Above: Pete Gallego, Peter Flores

The defining attribute of Trump era special elections has been tectonic shifts from red to blue, fueled by highly energized voters. Democrats have flipped more than 20 legislative seats since Trump’s election, many of them in deep-red districts in states such as Wisconsin, Missouri and Oklahoma. Before Tuesday, Republicans had only flipped three seats.

Texas Republicans added one more to that list on Tuesday night.

Senate District 19
Senate District 19  Source/Texas Legislative Council

In a stunning upset, former one-term West Texas Congressman Pete Gallego lost the special election runoff for the Democratic-leaning state Senate District 19 to his Republican challenger Pete Flores, 53 to 47 percent. Flores, who takes over until the term expires in 2021, will become the first Hispanic Republican ever elected to the Texas Senate. The taking of another GOP senate seat makes it even harder for Democrats to break up Lieutenant Governor Dan Patrick’s supermajority in November.

Squandering what should have been an easy win, Gallego and the party let a heavily Hispanic district centered in San Antonio and stretching along the U.S.-Mexico border — one that went Democratic by 16 percentage points in 2016 — fall into Republican control for the first time in 139 years.

The loss — in one of the most favorable political environments for Democrats in modern politics — further exposes the ramifications of a weak state party infrastructure in which local fiefdoms and stale politicians reign supreme. It also further highlights the party’s crippling inability to get Hispanic voters to consistently turn out.

Of course, it’s important to note that the only reason there was a special election in the first place is that longtime state Senator Carlos Uresti — an emblem of public corruption in Texas — resigned from his seat after being convicted on several counts of fraud and money laundering. (He’s facing more felony charges, still.)

Carlos Uresti.  Sam DeGrave

And yet Texas Democratic Party Chair Gilberto Hinojosa sent out a statement Wednesday casting the blame on Governor Greg Abbott for setting the runoff for a date that would ensure low voter turnout. “Governor Abbott stole an election, plain and simple,” Hinojosa said.

[Point annotation dataset records]
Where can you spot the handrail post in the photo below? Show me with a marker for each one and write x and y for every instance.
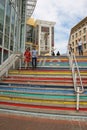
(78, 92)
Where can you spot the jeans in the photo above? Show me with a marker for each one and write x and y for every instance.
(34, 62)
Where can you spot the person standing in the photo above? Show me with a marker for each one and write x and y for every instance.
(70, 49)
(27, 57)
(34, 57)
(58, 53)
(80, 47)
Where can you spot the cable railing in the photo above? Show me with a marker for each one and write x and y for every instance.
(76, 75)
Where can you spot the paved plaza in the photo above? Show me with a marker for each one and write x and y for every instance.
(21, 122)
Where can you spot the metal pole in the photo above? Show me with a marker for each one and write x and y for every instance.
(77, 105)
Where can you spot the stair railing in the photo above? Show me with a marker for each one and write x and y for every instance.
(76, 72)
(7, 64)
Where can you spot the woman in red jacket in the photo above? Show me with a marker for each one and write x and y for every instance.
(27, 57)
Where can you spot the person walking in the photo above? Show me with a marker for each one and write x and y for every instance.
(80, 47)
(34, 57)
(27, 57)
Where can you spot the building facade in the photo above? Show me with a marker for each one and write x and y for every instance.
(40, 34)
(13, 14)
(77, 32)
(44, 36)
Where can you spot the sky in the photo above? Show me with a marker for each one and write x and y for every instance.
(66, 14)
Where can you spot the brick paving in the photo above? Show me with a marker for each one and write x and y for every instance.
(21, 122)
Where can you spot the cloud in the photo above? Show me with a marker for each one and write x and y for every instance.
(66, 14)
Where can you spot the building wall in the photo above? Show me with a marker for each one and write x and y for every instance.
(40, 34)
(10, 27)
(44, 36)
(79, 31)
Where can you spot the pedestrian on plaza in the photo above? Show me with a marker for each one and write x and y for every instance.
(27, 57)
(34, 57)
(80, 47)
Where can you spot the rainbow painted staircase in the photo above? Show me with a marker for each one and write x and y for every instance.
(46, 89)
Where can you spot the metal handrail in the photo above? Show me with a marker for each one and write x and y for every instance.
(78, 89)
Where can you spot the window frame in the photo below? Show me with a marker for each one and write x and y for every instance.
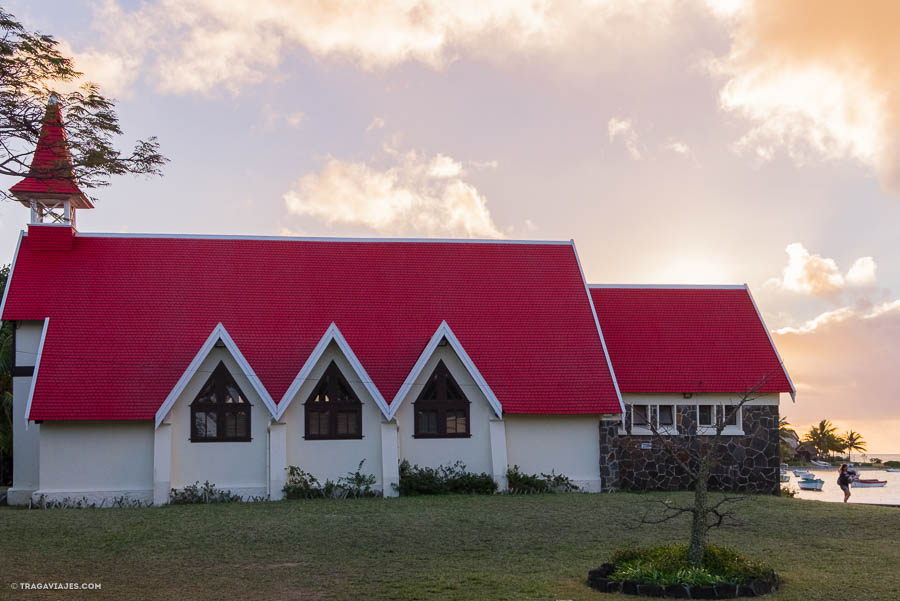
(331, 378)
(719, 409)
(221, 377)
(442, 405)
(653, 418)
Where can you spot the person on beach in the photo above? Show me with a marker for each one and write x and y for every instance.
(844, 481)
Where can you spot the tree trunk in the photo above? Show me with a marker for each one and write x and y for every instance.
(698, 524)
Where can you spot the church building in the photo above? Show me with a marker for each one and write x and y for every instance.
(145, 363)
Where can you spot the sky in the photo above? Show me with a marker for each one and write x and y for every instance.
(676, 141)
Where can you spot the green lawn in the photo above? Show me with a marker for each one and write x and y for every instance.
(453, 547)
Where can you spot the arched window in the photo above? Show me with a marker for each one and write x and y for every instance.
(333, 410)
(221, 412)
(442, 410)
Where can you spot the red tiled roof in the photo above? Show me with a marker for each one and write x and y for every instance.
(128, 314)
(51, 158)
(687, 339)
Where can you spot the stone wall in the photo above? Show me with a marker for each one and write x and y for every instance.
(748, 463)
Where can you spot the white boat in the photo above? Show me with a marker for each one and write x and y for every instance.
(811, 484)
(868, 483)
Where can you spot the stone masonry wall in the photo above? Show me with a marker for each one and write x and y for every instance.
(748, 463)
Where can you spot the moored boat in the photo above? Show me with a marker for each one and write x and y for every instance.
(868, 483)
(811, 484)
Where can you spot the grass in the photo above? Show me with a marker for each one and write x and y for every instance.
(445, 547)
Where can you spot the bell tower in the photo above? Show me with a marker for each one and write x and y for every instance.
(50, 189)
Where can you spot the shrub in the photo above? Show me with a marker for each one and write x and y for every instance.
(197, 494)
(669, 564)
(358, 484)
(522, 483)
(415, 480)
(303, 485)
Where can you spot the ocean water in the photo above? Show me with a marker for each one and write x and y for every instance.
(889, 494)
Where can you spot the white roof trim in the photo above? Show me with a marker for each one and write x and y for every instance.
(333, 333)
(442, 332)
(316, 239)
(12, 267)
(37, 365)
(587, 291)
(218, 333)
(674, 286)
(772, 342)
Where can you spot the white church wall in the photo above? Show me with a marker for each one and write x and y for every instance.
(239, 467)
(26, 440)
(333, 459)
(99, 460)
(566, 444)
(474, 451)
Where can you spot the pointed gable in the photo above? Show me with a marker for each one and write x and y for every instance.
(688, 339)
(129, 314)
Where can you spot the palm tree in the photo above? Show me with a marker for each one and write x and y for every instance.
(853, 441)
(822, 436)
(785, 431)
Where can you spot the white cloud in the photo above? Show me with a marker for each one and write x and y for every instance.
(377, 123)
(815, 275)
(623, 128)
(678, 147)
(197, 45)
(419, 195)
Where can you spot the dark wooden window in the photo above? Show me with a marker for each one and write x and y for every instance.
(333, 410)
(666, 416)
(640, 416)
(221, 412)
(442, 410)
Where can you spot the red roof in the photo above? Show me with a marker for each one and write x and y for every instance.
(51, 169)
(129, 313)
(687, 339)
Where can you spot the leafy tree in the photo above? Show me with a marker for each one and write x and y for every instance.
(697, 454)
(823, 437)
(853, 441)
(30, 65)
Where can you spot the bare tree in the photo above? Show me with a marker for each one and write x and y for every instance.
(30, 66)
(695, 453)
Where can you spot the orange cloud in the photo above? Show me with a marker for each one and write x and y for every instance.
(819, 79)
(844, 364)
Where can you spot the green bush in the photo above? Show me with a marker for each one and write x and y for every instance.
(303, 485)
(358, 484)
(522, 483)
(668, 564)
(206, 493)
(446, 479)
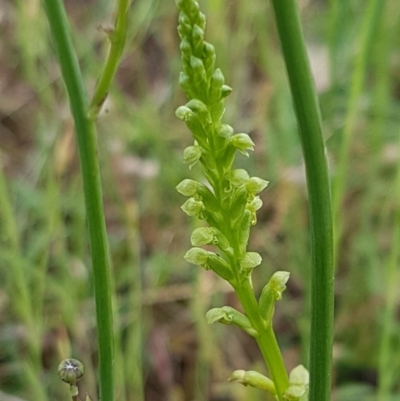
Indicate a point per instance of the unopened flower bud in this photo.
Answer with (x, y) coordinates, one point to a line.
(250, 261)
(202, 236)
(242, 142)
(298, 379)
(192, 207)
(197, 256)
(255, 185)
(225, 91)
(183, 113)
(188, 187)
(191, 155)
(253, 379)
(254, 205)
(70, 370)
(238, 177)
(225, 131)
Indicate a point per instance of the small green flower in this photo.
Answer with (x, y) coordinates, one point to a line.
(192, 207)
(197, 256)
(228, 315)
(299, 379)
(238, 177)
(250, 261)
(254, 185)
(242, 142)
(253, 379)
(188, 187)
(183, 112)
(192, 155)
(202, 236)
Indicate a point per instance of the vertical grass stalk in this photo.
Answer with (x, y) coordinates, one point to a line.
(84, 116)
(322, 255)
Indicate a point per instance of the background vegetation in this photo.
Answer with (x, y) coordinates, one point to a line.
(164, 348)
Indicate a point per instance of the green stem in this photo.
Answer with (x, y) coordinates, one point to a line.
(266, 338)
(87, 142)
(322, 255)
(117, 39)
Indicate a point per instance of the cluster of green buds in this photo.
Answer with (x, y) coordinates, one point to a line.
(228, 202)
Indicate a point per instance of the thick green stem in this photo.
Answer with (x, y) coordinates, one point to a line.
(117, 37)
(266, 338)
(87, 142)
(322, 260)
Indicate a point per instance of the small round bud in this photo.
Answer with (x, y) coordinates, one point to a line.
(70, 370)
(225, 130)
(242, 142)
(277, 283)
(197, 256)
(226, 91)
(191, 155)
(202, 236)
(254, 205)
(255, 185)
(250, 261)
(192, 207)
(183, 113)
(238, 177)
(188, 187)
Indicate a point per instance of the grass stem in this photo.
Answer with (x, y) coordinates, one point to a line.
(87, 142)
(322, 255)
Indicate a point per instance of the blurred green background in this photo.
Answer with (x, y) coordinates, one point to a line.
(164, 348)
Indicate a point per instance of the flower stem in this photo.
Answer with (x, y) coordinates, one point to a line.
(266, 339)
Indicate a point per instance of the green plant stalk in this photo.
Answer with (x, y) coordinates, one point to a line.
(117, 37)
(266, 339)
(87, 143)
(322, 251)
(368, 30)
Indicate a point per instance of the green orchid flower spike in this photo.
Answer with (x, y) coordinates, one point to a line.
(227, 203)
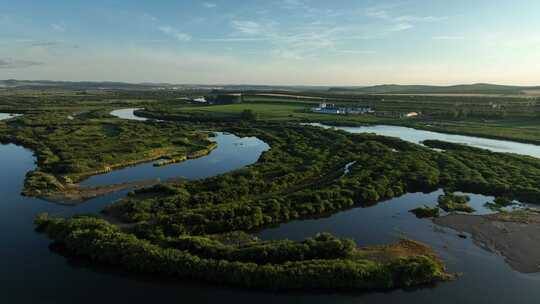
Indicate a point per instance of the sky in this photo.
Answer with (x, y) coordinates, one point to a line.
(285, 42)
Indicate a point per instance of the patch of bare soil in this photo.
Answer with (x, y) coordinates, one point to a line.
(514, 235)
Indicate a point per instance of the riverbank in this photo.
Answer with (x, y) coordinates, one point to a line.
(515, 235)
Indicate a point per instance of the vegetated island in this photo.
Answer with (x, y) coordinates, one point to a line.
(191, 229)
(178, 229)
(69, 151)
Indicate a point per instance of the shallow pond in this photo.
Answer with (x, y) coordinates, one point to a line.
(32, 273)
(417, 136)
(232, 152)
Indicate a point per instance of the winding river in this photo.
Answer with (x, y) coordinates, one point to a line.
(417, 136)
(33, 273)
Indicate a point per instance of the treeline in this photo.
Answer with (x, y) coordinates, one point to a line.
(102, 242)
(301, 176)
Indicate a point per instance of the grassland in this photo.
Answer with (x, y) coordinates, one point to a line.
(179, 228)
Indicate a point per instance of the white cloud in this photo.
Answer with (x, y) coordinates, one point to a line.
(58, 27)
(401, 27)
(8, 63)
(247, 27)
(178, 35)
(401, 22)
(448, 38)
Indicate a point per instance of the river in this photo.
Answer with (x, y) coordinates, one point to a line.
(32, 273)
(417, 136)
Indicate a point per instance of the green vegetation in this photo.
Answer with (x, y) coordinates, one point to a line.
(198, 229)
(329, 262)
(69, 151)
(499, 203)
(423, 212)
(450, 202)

--

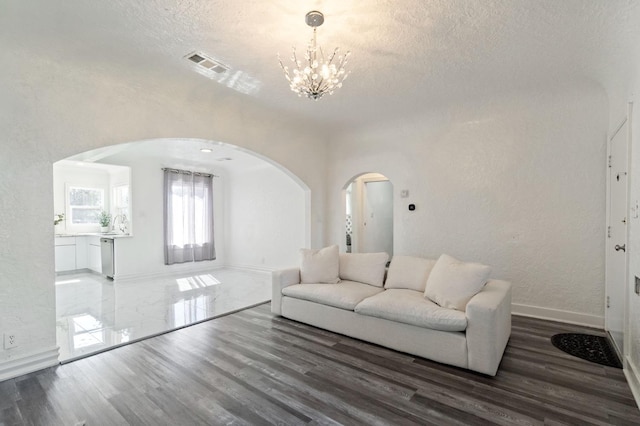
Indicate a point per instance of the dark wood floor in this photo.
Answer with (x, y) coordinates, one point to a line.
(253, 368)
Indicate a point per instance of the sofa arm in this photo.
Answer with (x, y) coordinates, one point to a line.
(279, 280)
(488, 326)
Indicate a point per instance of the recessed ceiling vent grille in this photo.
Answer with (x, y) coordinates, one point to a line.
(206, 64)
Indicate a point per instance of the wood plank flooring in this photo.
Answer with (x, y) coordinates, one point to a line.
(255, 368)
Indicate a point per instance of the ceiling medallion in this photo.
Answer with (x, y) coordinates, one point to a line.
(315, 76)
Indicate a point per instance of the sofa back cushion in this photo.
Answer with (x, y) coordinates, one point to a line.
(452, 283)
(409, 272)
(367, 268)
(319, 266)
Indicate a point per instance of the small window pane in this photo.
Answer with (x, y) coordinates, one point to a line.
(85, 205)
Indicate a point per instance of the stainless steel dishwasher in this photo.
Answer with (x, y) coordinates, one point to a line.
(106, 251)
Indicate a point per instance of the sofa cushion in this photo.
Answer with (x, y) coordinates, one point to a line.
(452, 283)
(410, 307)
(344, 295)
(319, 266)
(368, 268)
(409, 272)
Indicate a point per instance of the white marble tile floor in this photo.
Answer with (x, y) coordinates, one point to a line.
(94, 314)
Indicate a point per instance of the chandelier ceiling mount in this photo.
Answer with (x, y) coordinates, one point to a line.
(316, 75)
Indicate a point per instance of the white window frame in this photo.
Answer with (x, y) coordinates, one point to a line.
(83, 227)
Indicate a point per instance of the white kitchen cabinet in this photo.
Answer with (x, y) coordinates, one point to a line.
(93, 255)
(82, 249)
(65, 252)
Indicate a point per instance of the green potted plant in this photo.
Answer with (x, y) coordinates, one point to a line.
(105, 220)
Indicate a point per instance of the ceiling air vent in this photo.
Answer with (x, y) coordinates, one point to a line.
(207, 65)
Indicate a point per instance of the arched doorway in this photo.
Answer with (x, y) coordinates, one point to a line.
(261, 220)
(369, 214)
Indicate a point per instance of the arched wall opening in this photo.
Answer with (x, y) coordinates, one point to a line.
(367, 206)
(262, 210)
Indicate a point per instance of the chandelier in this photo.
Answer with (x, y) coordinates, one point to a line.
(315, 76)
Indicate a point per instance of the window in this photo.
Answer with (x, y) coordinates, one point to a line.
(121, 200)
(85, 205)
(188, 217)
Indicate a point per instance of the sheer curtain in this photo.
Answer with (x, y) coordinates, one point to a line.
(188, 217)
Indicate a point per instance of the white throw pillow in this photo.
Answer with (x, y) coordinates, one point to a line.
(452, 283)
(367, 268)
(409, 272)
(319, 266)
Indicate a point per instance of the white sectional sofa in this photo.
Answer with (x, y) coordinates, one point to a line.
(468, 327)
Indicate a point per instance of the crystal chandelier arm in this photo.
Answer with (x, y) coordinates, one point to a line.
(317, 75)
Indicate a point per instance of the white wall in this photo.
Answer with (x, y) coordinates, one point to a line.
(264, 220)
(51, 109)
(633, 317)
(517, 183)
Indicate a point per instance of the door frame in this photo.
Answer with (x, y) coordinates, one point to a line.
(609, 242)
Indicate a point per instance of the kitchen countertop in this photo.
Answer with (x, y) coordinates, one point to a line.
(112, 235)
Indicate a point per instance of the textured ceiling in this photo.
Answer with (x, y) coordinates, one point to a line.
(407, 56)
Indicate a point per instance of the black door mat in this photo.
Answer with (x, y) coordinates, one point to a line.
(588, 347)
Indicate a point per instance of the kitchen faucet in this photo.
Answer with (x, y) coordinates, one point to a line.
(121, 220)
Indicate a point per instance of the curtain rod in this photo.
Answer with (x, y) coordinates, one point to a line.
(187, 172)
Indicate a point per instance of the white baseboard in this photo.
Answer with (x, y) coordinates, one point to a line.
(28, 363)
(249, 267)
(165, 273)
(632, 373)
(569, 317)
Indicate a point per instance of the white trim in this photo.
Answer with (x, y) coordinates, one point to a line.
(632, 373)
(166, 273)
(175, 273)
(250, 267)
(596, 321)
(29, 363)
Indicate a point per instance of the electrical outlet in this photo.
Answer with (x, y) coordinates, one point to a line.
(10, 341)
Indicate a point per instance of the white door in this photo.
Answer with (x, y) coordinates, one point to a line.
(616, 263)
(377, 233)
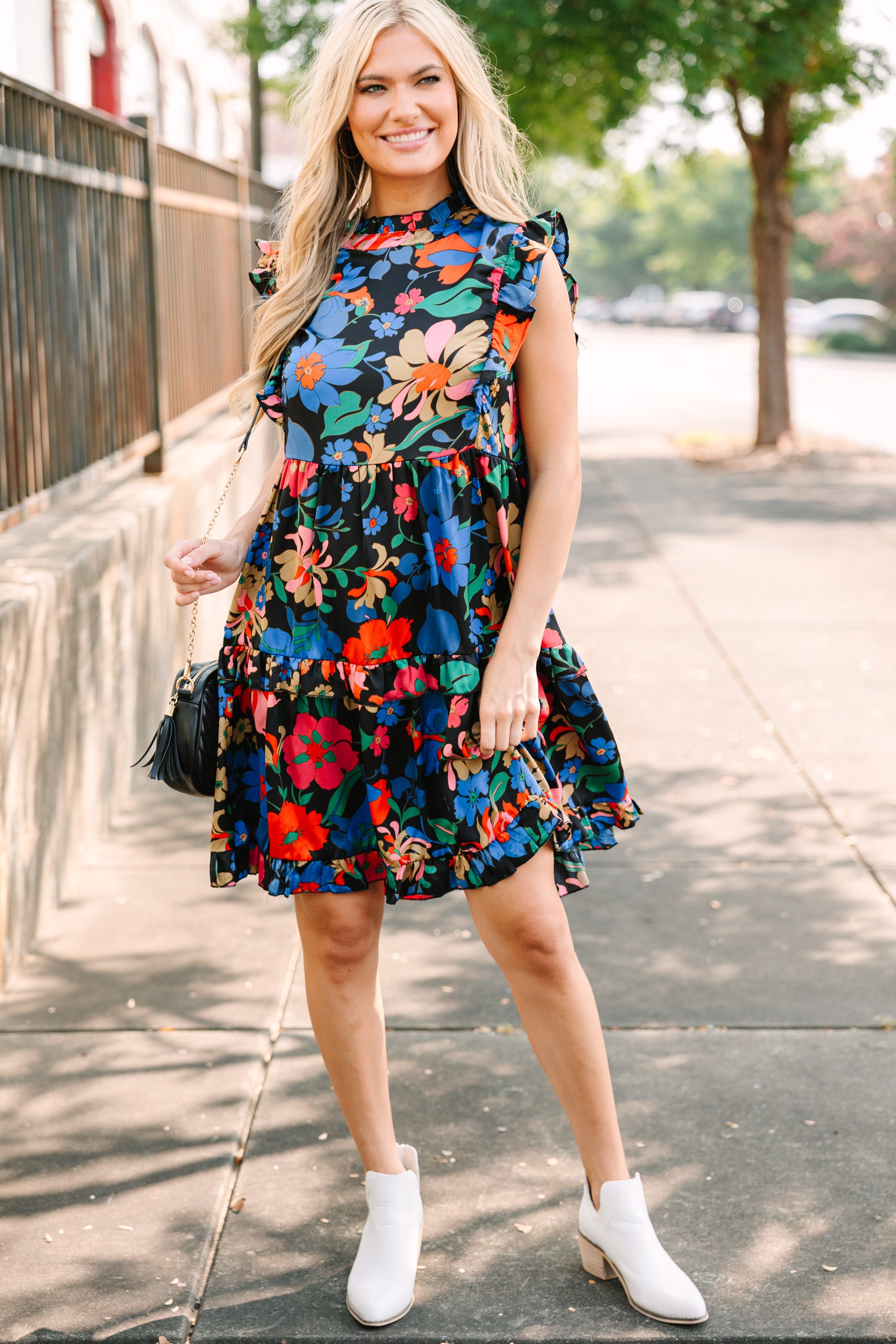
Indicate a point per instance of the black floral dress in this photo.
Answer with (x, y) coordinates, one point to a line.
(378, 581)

Challenges:
**A)** According to the article on the Senate District 19 runoff, why was a special election held for that seat at all?
**B)** Reproduce the passage of the Senate District 19 article between "In a stunning" and "supermajority in November.", inclusive.

Outputs by task:
**A)** Longtime state Senator Carlos Uresti resigned from his seat after being convicted on several counts of fraud and money laundering. His resignation is the only reason the special election took place.

**B)**
In a stunning upset, former one-term West Texas Congressman Pete Gallego lost the special election runoff for the Democratic-leaning state Senate District 19 to his Republican challenger Pete Flores, 53 to 47 percent. Flores, who takes over until the term expires in 2021, will become the first Hispanic Republican ever elected to the Texas Senate. The taking of another GOP senate seat makes it even harder for Democrats to break up Lieutenant Governor Dan Patrick’s supermajority in November.